◆ RECORDS PROVIDED

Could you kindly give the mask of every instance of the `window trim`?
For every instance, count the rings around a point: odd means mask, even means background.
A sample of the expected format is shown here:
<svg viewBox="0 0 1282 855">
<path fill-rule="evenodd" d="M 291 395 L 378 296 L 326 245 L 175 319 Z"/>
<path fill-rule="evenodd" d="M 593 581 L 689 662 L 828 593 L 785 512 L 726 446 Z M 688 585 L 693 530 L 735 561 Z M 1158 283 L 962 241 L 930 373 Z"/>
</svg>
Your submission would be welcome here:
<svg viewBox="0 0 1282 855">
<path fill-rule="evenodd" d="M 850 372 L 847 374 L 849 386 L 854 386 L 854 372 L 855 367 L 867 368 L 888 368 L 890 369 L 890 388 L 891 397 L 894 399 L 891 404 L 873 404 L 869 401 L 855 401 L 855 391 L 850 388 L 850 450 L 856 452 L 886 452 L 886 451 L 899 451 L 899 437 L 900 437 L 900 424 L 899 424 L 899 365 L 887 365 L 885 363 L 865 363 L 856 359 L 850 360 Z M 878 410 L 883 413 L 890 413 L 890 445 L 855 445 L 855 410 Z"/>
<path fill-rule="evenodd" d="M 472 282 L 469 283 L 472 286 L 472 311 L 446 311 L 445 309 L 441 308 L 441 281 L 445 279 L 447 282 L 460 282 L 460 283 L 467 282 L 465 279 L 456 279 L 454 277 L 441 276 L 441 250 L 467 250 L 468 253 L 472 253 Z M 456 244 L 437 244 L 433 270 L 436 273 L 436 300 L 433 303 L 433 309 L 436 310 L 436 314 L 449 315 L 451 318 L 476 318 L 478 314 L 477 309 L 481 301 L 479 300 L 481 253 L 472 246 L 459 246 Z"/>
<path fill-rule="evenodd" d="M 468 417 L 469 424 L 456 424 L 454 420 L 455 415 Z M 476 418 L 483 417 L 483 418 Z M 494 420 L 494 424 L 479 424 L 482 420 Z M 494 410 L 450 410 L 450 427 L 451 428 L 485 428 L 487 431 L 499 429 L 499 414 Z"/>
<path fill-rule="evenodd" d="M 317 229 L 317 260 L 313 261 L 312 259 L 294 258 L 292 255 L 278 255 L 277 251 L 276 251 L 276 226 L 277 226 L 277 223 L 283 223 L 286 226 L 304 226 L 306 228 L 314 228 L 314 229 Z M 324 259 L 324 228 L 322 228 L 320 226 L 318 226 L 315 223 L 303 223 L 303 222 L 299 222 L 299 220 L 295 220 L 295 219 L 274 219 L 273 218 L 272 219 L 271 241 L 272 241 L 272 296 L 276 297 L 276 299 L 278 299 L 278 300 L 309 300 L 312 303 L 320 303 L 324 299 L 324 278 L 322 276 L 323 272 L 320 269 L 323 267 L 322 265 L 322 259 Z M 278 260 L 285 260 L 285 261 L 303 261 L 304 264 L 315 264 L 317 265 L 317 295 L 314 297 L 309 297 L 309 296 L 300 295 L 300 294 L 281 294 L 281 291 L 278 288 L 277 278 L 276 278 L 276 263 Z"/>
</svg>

◆ THE EXERCISE
Reproduce every line of the rows above without any changes.

◆ ANSWER IN FULL
Could you kindly give the mask of every instance of the `window trim`?
For every instance, count the rings around a point: odd means mask, even means background.
A sample of the expected format is shown here:
<svg viewBox="0 0 1282 855">
<path fill-rule="evenodd" d="M 291 395 L 378 296 L 326 245 L 175 319 Z"/>
<path fill-rule="evenodd" d="M 593 581 L 689 662 L 828 593 L 785 512 L 726 446 Z M 688 585 L 693 530 L 735 561 Z M 1158 283 L 962 241 L 930 373 Z"/>
</svg>
Your submission would be welcome here:
<svg viewBox="0 0 1282 855">
<path fill-rule="evenodd" d="M 850 372 L 847 374 L 849 386 L 854 386 L 854 372 L 855 367 L 867 368 L 888 368 L 890 369 L 890 388 L 891 397 L 894 399 L 891 404 L 873 404 L 869 401 L 855 401 L 855 391 L 850 388 L 850 450 L 856 452 L 886 452 L 886 451 L 899 451 L 899 437 L 900 437 L 900 424 L 899 424 L 899 365 L 887 365 L 885 363 L 865 363 L 856 359 L 850 360 Z M 878 410 L 883 413 L 890 413 L 890 445 L 855 445 L 855 410 Z"/>
<path fill-rule="evenodd" d="M 472 282 L 469 283 L 472 286 L 472 311 L 446 311 L 445 309 L 441 308 L 441 281 L 445 279 L 447 282 L 460 282 L 460 283 L 467 282 L 465 279 L 456 279 L 454 277 L 441 276 L 441 250 L 467 250 L 468 253 L 472 253 Z M 456 244 L 437 244 L 433 270 L 436 273 L 436 300 L 433 303 L 433 309 L 436 310 L 436 314 L 449 315 L 451 318 L 476 318 L 478 314 L 477 309 L 481 301 L 479 300 L 481 253 L 472 246 L 459 246 Z"/>
<path fill-rule="evenodd" d="M 468 417 L 469 424 L 456 424 L 454 420 L 455 415 Z M 476 418 L 483 417 L 483 418 Z M 494 420 L 494 424 L 479 424 L 482 420 Z M 494 410 L 450 410 L 450 427 L 451 428 L 485 428 L 487 431 L 499 429 L 499 414 Z"/>
<path fill-rule="evenodd" d="M 317 229 L 317 260 L 313 261 L 312 259 L 294 258 L 292 255 L 278 255 L 277 251 L 276 251 L 276 226 L 277 226 L 277 223 L 283 223 L 286 226 L 304 226 L 306 228 L 314 228 L 314 229 Z M 324 259 L 324 228 L 322 228 L 320 226 L 318 226 L 315 223 L 303 223 L 303 222 L 299 222 L 299 220 L 295 220 L 295 219 L 274 219 L 273 218 L 272 219 L 271 241 L 272 241 L 272 296 L 276 297 L 276 299 L 278 299 L 278 300 L 309 300 L 312 303 L 320 303 L 324 299 L 324 278 L 322 276 L 323 272 L 320 269 L 323 267 L 322 265 L 322 259 Z M 278 260 L 285 260 L 285 261 L 303 261 L 304 264 L 315 264 L 317 265 L 317 295 L 314 297 L 309 297 L 309 296 L 300 295 L 300 294 L 281 294 L 281 291 L 278 288 L 277 278 L 276 278 L 276 263 Z"/>
</svg>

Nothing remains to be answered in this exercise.